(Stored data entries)
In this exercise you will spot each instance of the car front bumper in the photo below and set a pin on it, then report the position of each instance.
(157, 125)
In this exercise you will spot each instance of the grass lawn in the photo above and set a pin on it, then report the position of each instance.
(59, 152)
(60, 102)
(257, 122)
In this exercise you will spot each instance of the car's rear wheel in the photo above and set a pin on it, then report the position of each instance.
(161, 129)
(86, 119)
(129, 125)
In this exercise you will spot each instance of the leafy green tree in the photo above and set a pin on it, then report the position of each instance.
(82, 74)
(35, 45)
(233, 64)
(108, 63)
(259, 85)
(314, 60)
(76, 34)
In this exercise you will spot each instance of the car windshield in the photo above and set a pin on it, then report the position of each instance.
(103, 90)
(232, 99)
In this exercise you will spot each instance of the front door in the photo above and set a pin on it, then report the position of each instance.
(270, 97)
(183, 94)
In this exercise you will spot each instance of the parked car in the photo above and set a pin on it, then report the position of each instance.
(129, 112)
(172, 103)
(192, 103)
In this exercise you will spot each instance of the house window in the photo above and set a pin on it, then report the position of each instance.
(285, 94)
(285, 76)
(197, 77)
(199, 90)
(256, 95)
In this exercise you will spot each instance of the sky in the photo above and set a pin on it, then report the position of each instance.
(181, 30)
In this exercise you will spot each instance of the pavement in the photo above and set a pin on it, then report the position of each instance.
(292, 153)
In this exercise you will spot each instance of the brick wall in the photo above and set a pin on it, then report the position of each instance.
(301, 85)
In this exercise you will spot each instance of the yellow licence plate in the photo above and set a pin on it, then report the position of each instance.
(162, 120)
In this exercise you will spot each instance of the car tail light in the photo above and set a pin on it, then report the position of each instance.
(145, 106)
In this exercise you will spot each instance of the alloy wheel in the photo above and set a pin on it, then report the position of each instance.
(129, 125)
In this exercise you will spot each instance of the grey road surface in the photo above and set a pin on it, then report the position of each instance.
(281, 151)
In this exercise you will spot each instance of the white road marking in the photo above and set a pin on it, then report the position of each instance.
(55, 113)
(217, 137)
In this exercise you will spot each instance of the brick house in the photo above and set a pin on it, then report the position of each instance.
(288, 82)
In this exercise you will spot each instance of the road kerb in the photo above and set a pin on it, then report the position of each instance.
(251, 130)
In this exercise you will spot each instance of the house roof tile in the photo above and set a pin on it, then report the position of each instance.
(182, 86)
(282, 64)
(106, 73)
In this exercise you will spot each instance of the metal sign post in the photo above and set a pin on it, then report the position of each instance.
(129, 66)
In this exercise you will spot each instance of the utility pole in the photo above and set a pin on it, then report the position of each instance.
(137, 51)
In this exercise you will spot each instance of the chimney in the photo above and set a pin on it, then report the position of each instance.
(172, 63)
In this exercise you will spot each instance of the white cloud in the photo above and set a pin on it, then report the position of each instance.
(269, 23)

Problem: Would you retype the records above without changing a word?

Solution to this task:
In this exercise you will spot each instance of the car front bumper in the photo below and set a pin on it, then report the position of each instance.
(157, 125)
In this exercise you will spot each instance of the grass lawn in the photo above and set a pin on it, then report the position of each instance.
(59, 152)
(60, 102)
(257, 122)
In this exercise you will spot each instance of the car's rear wheel in the photo above and set a pin on it, then report the position of each instance.
(161, 129)
(86, 119)
(129, 125)
In this exercise you will spot each instance of the leafy green tree in the photo above and set a pin on it, then report the position of each instance.
(82, 74)
(35, 45)
(233, 64)
(108, 63)
(259, 85)
(314, 60)
(76, 34)
In this exercise you will spot each instance of the car windshield in the photo above and set a pin on it, then report the position of each instance.
(103, 90)
(232, 99)
In this exercise you will spot each instance of the front door in the photo above and set a pin on it, then report the position of each instance.
(270, 97)
(183, 94)
In this exercise you will spot each instance of the parked car in the photo above and set a pin on it, then report the position of each instance.
(129, 112)
(172, 103)
(192, 103)
In this exercise you will spot each instance of the house window in the photo above and set a pin on it, then report the position of each instance.
(285, 94)
(285, 76)
(197, 77)
(199, 90)
(256, 95)
In this exercise you will spot each instance of the sky in the photo above and set a pin on it, then report the position of each instance.
(181, 30)
In this exercise you will spot each instance of the pavement in the photo above and set a pin on it, then report the position of each instance.
(292, 153)
In this exercise you will spot each instance of the brick wall in the photo above and set a pin on it, then report the position of each instance.
(301, 85)
In this exercise you will spot each instance of the yellow licence plate in the photo above and set a pin on it, then report the position of each instance.
(162, 120)
In this exercise you will spot each instance of the car tail light in the photo above and set a pin on it, then report the position of each instance.
(145, 106)
In this exercise you will spot each instance of the alloy wheel in the photo above and set a pin on it, then report the position of each instance.
(129, 125)
In this exercise you will spot each instance of the grey road surface in the photo above and set a pin on it, then report the position of each instance.
(281, 151)
In this exercise you will spot each instance of the white road marking in the photo above and set a pin on it, then report the position of each instance.
(55, 113)
(217, 137)
In this exercise you will spot each instance of the brick house in the photo above and set a pin on it, then report the position of each instance.
(288, 82)
In this exercise you will spot each instance of the road kerb in the photo above and set a pin on it, then report the position of each instance.
(251, 130)
In this exercise you will spot each instance of the house roof tile in the photo above and set a pin on it, then report the position of each instance.
(182, 86)
(282, 64)
(106, 73)
In this exercise you will spot each instance of the metal sign post in the photo above and set a pin on it, then report the position of each instance.
(129, 66)
In this exercise you will spot each instance of the utility pole in the photo above and set a pin on it, then report the position of each instance.
(137, 51)
In this exercise you will spot each instance of the chimney in the photo above and set a pin on it, then report the position of each instance.
(172, 63)
In this exercise you will spot each instance of the white cloud in the photo above and set a pin on it, then report the position of each instance.
(269, 23)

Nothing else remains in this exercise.